• [Extrait du texte]
>>>>>
Arrêt du 13 novembre 2012
Ire Cour de droit civil

Composition
Mme et MM. les Juges fédéraux Klett, Présidente,
Corboz et Kolly.
Greffière: Mme Monti.

Participants à la procédure
Société X.________, représentée par Me Xavier-Romain Rahm,
recourante,

contre

A.________,
intimé.

Objet
société coopérative; annulation d'une décision de l'assemblée générale; requête
de conciliation; décision incidente,

recours en matière civile contre l'arrêt rendu le 22 juin 2012 par la Chambre
civile de la Cour de justice du canton de Genève.

Faits:

A.
A.a A.________ est sociétaire de la Société X.________, sise à ... dans le
canton de Genève. Le but statutaire de cette entité est d'acquérir et de
détenir des terrains destinés à être loués à ses membres pour la culture
maraîchère exclusivement.

Par courrier du 20 octobre 2010, la société a signifié à A.________ que le
comité avait prononcé son exclusion. Elle l'a informé de son droit de déférer
cette décision à l'assemblée générale dans un délai de trente jours.

Par courrier du 20 novembre 2010, A.________ a interjeté un recours auprès de
l'assemblée générale de la société. Il en a adressé une copie au Tribunal de
première instance du canton de Genève. A la suite de cet envoi, une audience de
conciliation s'est tenue devant l'autorité précitée le 19 janvier 2011; à son
terme, A.________ s'est vu délivrer une autorisation d'introduire.
A.b Le 14 mars 2011, l'assemblée générale ordinaire de la société a prononcé
l'exclusion de A.________ et la résiliation de son bail.

B.
<<<<<
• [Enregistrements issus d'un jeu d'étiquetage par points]
>>>>>
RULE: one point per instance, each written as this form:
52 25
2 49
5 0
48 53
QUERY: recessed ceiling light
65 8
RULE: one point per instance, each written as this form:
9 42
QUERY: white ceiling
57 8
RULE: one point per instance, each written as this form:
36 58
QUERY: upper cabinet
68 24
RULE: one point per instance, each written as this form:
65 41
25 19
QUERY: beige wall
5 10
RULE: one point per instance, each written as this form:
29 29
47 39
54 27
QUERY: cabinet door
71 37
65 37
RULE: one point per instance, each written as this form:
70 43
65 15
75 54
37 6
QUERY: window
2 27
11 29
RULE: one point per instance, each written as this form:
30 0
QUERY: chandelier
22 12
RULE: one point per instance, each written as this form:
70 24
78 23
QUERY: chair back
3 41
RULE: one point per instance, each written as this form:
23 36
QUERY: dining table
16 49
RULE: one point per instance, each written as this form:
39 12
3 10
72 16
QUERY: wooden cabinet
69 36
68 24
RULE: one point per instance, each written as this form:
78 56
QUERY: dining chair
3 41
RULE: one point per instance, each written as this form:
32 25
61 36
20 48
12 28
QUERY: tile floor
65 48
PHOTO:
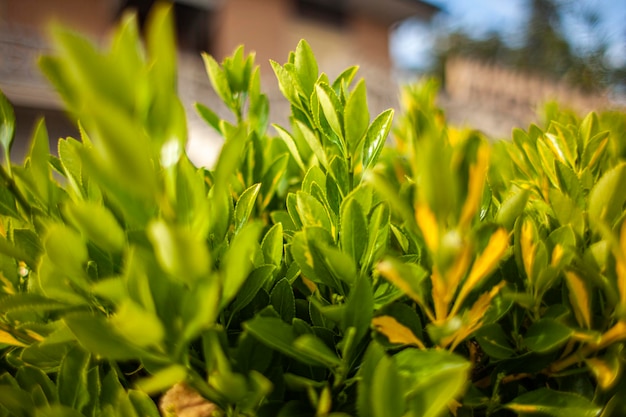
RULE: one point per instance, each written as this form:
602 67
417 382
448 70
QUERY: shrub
319 272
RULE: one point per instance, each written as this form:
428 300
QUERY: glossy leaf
395 331
218 78
547 335
387 399
553 403
494 341
306 66
245 205
7 126
353 234
356 117
283 300
97 224
179 252
331 106
606 198
275 333
433 378
375 138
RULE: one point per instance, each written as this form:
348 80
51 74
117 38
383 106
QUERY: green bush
319 272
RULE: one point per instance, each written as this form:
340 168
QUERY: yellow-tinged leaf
615 334
396 332
477 174
579 297
605 374
8 339
427 222
485 263
529 247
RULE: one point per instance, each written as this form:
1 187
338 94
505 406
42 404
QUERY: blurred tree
545 49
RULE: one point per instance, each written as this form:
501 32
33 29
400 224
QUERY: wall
495 99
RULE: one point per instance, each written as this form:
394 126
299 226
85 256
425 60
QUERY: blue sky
479 17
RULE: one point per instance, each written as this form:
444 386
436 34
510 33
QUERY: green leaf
237 262
356 117
606 198
372 357
332 109
314 347
8 205
272 245
553 403
375 138
208 116
359 308
72 379
547 335
30 377
378 236
313 142
433 379
182 254
7 127
272 177
387 389
16 401
66 249
306 67
138 325
291 145
286 83
218 78
569 182
244 206
99 337
512 207
275 333
97 224
68 150
305 250
345 78
143 404
162 380
283 300
353 232
312 212
39 167
29 301
255 281
494 342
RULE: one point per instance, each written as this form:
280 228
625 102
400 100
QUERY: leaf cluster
314 271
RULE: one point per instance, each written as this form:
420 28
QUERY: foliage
544 48
318 272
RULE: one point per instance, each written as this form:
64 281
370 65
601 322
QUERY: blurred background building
341 32
492 81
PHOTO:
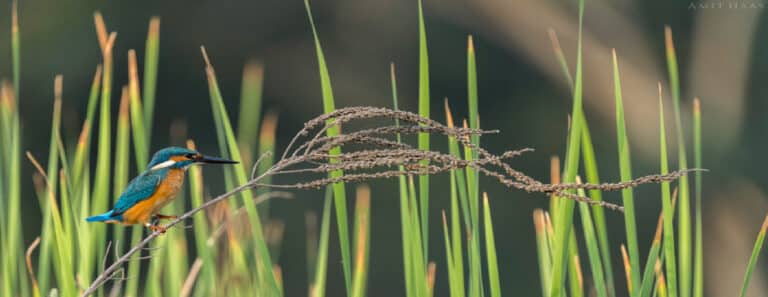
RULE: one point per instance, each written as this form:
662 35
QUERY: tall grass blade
122 157
140 125
362 240
543 251
625 168
263 260
753 258
649 276
458 197
698 274
593 250
405 220
317 289
338 188
667 208
591 173
15 49
424 107
449 260
684 219
103 160
490 246
250 109
205 251
12 243
564 215
151 59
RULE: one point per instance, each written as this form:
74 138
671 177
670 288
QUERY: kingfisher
154 188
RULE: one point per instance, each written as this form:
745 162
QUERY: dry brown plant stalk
373 154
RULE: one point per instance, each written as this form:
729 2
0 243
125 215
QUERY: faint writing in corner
727 5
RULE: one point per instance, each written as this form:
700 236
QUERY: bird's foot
165 217
158 228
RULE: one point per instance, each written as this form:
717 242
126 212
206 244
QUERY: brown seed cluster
374 153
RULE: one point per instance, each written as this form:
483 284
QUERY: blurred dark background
522 93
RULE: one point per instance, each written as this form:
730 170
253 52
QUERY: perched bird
154 188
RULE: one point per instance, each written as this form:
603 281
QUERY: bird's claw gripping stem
158 228
165 217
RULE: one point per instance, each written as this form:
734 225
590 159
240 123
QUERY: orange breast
142 212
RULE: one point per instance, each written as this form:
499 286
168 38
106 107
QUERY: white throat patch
165 164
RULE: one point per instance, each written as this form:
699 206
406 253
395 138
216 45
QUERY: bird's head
181 158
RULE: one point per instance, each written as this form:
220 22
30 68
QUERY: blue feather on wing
139 189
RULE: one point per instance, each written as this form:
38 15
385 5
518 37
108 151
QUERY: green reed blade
564 215
698 274
139 124
101 194
593 250
151 59
15 49
339 193
362 240
264 261
424 107
625 169
250 109
684 219
667 208
321 267
753 258
490 246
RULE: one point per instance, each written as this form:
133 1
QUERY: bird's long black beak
215 160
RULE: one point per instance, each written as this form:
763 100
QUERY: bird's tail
101 218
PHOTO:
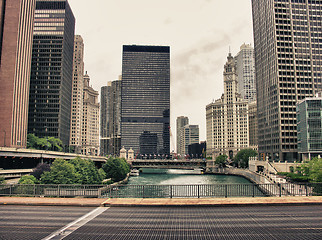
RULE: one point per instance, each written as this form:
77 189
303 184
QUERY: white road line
71 227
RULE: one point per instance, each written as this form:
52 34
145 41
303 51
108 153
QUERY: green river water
180 177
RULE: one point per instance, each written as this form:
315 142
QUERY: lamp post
4 138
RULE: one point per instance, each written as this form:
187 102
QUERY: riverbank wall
251 176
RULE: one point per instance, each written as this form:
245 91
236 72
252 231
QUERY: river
180 177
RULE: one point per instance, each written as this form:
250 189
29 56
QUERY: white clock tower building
227 117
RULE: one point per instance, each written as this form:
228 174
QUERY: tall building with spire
90 124
287 39
16 28
52 70
227 117
245 69
77 95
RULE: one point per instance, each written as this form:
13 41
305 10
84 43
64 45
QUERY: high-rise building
145 114
90 124
190 135
287 37
52 70
309 128
181 122
77 95
227 118
253 125
111 119
245 62
16 28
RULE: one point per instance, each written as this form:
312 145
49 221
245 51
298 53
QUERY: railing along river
163 191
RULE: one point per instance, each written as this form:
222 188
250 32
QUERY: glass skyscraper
145 99
52 70
288 63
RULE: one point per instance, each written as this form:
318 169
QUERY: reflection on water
181 177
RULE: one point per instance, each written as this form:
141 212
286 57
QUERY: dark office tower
145 98
52 70
288 63
111 119
16 27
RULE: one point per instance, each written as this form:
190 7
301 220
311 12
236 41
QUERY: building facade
189 135
77 95
16 29
309 128
111 118
52 70
245 62
181 122
90 124
227 118
253 125
145 99
287 38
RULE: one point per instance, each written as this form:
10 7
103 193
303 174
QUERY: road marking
71 227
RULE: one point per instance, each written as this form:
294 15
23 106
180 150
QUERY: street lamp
4 138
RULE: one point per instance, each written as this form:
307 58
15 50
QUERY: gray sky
199 33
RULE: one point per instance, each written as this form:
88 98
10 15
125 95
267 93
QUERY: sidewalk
131 202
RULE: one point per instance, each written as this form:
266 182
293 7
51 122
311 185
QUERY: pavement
145 202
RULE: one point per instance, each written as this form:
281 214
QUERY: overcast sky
199 33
<<<<<
• [Tâche à réaliser] Pouvez-vous transcrire à l'identique le passage de l'extrait compris entre « A.a A.________ est » et « maraîchère exclusivement. », bornes incluses ?

• [Solution complète]
A.a A.________ est sociétaire de la Société X.________, sise à ... dans le
canton de Genève. Le but statutaire de cette entité est d'acquérir et de
détenir des terrains destinés à être loués à ses membres pour la culture
maraîchère exclusivement.